→ Given data:
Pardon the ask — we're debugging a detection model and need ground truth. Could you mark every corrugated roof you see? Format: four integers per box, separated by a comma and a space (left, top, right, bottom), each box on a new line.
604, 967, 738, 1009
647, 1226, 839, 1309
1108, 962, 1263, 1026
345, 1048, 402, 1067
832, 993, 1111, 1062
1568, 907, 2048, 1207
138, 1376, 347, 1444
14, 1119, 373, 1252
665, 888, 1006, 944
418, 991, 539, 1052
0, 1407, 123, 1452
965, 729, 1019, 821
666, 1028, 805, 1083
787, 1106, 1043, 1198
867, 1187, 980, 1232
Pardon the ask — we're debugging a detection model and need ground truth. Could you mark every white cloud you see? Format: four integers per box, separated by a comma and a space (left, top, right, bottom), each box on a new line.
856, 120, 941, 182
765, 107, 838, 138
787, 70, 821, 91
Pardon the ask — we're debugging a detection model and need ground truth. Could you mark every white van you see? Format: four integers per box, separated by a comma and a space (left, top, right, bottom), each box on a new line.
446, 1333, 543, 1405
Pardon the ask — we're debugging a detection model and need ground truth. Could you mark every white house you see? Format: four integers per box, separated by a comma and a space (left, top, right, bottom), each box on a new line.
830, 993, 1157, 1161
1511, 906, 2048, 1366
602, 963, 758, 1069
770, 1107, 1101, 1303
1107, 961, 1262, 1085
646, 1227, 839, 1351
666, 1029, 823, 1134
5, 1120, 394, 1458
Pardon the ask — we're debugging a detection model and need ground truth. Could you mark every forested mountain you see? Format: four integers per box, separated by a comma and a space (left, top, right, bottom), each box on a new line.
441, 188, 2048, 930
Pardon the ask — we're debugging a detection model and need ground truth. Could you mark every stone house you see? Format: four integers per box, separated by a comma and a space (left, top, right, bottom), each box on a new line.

→ About this exercise: When the material above is given again, every line must match it exactly.

→ Answer box:
Pardon the ask — we're debugging a detection model and need ground truth. Could you mark every corrugated roof you see? Format: four integers per box, separated by a comma and a space (left, top, right, bottom), each box on a new line.
604, 967, 738, 1009
647, 1226, 839, 1309
1108, 962, 1263, 1026
345, 1048, 402, 1067
832, 993, 1111, 1062
1568, 907, 2048, 1207
138, 1376, 347, 1444
14, 1119, 373, 1252
665, 888, 1006, 944
418, 991, 539, 1052
0, 1407, 123, 1452
965, 729, 1019, 821
666, 1028, 805, 1083
787, 1106, 1043, 1198
867, 1187, 980, 1232
Pardon the ask — we're debugging a detection model and need ground truth. Could you mark every white cloud you see? Format: four integers per box, separated by a comma and a space (left, top, right, bottom), each box on a new line.
856, 120, 941, 182
765, 107, 838, 138
787, 70, 821, 91
Pardon the ask — we're debugging a detection model and need ground truth. Could you mark every white van you see? Format: four integers per box, separated by a comma and a space (left, top, right, bottom), each box on a new line.
446, 1333, 543, 1405
Pardon the ask — we're debugging a detection model and need ground truth. Could you mark every white house you see? Format: four integers per box, separated by a comma and a space (left, top, right, bottom), each box on a new line.
830, 993, 1157, 1161
1511, 906, 2048, 1366
602, 963, 758, 1069
770, 1107, 1101, 1303
1107, 961, 1262, 1085
646, 1227, 839, 1351
666, 1029, 823, 1134
5, 1120, 394, 1458
Pardon the ask — we're debugging a detection model and need ground truth. Could you mark every forested mountain you see? Format: four integers per box, separated by a comma and a space (left, top, right, bottom), each box on a new line.
441, 188, 2048, 930
Pardon the ask — we're debugging a detection model and need ground truth. Could you mark every stone house you see? Format: four integers per box, separated by a comma and a space (left, top, right, bottom), each box on a new line.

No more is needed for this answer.